Retype every one of the entries below, reproducing each line precisely.

── Data supplied

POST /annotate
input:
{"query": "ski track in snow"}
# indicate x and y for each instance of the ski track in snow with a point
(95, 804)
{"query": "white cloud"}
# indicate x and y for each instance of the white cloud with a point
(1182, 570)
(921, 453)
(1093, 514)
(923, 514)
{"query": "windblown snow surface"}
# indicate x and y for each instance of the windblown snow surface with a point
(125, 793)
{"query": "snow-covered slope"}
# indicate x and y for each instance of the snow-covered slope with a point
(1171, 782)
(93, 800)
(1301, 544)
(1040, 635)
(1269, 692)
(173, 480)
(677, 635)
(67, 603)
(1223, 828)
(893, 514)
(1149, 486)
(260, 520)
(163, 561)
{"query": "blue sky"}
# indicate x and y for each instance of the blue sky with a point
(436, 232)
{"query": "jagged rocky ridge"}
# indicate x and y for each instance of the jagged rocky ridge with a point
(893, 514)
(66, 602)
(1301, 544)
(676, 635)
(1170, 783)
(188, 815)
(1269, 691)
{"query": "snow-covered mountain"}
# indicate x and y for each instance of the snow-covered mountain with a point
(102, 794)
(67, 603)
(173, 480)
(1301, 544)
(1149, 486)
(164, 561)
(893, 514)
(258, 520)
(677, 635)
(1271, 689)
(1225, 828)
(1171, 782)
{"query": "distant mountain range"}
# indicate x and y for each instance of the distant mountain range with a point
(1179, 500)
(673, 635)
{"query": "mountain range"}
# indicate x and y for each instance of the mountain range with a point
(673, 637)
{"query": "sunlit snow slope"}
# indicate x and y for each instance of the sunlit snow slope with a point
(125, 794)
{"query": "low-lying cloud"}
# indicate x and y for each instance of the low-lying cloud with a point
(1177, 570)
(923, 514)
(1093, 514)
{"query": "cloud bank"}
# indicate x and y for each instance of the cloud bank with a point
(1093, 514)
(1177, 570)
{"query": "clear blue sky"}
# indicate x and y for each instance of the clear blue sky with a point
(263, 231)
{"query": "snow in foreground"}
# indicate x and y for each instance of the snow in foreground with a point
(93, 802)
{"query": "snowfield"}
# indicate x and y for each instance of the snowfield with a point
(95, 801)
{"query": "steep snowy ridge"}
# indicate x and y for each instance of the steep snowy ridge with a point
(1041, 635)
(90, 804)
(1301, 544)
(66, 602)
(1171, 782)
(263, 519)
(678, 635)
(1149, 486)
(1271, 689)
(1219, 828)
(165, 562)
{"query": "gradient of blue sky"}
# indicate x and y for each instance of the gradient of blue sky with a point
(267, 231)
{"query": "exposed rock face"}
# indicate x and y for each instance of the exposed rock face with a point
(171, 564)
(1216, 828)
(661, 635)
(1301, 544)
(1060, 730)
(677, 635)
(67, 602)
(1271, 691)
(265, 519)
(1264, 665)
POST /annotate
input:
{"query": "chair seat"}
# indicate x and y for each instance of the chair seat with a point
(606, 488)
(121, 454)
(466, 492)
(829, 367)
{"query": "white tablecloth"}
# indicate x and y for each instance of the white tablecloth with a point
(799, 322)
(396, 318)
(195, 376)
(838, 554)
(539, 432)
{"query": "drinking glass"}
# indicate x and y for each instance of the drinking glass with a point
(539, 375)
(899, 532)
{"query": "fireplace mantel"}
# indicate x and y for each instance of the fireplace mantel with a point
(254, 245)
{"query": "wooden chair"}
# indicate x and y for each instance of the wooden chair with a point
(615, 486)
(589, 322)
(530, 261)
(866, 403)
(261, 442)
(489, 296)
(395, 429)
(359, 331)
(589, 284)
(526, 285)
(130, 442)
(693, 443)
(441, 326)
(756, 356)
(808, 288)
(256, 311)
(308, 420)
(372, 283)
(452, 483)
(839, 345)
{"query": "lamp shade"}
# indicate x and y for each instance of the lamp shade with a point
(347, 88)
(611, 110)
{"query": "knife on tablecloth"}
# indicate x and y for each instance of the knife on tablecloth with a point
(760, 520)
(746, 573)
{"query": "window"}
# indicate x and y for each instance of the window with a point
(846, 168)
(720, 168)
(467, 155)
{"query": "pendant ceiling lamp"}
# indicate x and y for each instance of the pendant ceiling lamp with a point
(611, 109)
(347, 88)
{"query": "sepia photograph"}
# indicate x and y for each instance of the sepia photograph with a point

────

Final answer:
POST /annotate
input:
{"query": "ski track in snow"}
# indicate x and y for each instance of the ski track in snow with a point
(95, 804)
{"query": "white cloud"}
# indicate x and y for each instance of the white cloud with a point
(1182, 570)
(921, 453)
(1093, 514)
(923, 514)
{"query": "windblown snow surface"}
# indicate x and y for each instance of the windblown snow surface with a point
(125, 793)
{"query": "snow-covered slope"}
# indicate x and y for each instance of the snow-covered slope with a point
(1171, 782)
(93, 800)
(1301, 544)
(1040, 635)
(1269, 692)
(173, 480)
(677, 635)
(67, 603)
(1223, 828)
(893, 514)
(1149, 486)
(260, 520)
(163, 561)
{"query": "blue sky"}
# indicate x and y for each instance of the blue sky with a point
(436, 232)
{"query": "jagged rocky ridge"}
# indicate x and y for each instance of the jagged rocky ridge with a point
(893, 514)
(66, 602)
(1301, 544)
(676, 635)
(1170, 783)
(188, 815)
(1269, 691)
{"query": "snow-covered mountain"}
# indicate x and y for each instance of the snow-covered mountain with a point
(102, 794)
(67, 603)
(173, 480)
(1301, 544)
(1149, 486)
(164, 561)
(893, 514)
(258, 520)
(677, 635)
(1271, 689)
(1225, 828)
(1171, 782)
{"query": "distant mountain range"}
# indicate x and y for each instance of the distant mountain range with a point
(1179, 500)
(673, 635)
{"query": "mountain range"}
# indicate x and y for each instance of the mountain range with a point
(673, 637)
{"query": "sunlit snow slope"}
# indicate x and y for each instance of the sunlit snow slope with a point
(125, 794)
{"query": "low-lying cloud"}
# indicate x and y for each instance of the low-lying cloud with a point
(1177, 570)
(923, 514)
(1093, 514)
{"query": "cloud bank"}
# indicate x and y for each instance of the cloud bank with a point
(1093, 514)
(1177, 570)
{"query": "clear blue sky"}
# indicate x and y for each instance of the clear blue sky with a point
(263, 231)
{"query": "snow in foreground"}
# indicate x and y for each instance of the snow in foreground with a point
(93, 802)
{"query": "snowfield"}
# indicate x and y for each instance of the snowfield with a point
(95, 801)
{"query": "steep snowy ridge"}
# indicate x and y for each instance of the steep snowy ridge with a point
(1041, 635)
(90, 804)
(1301, 544)
(66, 602)
(1171, 782)
(263, 519)
(678, 635)
(1149, 486)
(1271, 689)
(1219, 828)
(165, 562)
{"query": "gradient of blue sky"}
# indicate x and y for each instance of the gradient of blue sky with a point
(267, 231)
{"query": "exposed rock face"}
# indicate x and y for each instance of the exposed rock face with a point
(171, 564)
(1216, 828)
(661, 635)
(1301, 544)
(1060, 730)
(677, 635)
(67, 602)
(1271, 691)
(265, 519)
(1264, 665)
POST /annotate
input:
{"query": "chair seat"}
# indicate x and y for each instance of the chair seat with a point
(606, 488)
(121, 454)
(466, 492)
(829, 367)
{"query": "white tablecloth"}
# indicate x and y for each instance of the white tablecloth with a point
(799, 322)
(396, 318)
(195, 376)
(838, 554)
(539, 432)
{"query": "drinking glass"}
# indicate x and y for each instance of the drinking glass with a point
(539, 375)
(899, 532)
{"query": "fireplace mantel"}
# indicate x and y for each instance of the fireplace mantel with a point
(254, 245)
{"query": "wooden chair"}
# indicate x and y for each instance of the wooden chair with a point
(615, 486)
(589, 322)
(530, 261)
(866, 403)
(261, 442)
(489, 296)
(395, 429)
(359, 331)
(589, 284)
(526, 285)
(130, 442)
(693, 443)
(441, 326)
(756, 356)
(808, 288)
(256, 311)
(308, 420)
(372, 283)
(452, 483)
(839, 345)
{"query": "lamp shade"}
# indicate x and y for each instance of the lamp shade with a point
(347, 88)
(611, 110)
{"query": "knife on tablecloth"}
# indicate x and y for each instance of the knife on tablecloth with a point
(760, 520)
(746, 573)
{"query": "window"}
# indicate x and y for each instance of the window with a point
(846, 168)
(720, 168)
(467, 155)
{"query": "pendant ceiling lamp"}
# indicate x and y for each instance of the pendant ceiling lamp with a point
(611, 109)
(347, 88)
{"query": "sepia photograph"}
# indicate x and y for each instance of the sepia photograph with a point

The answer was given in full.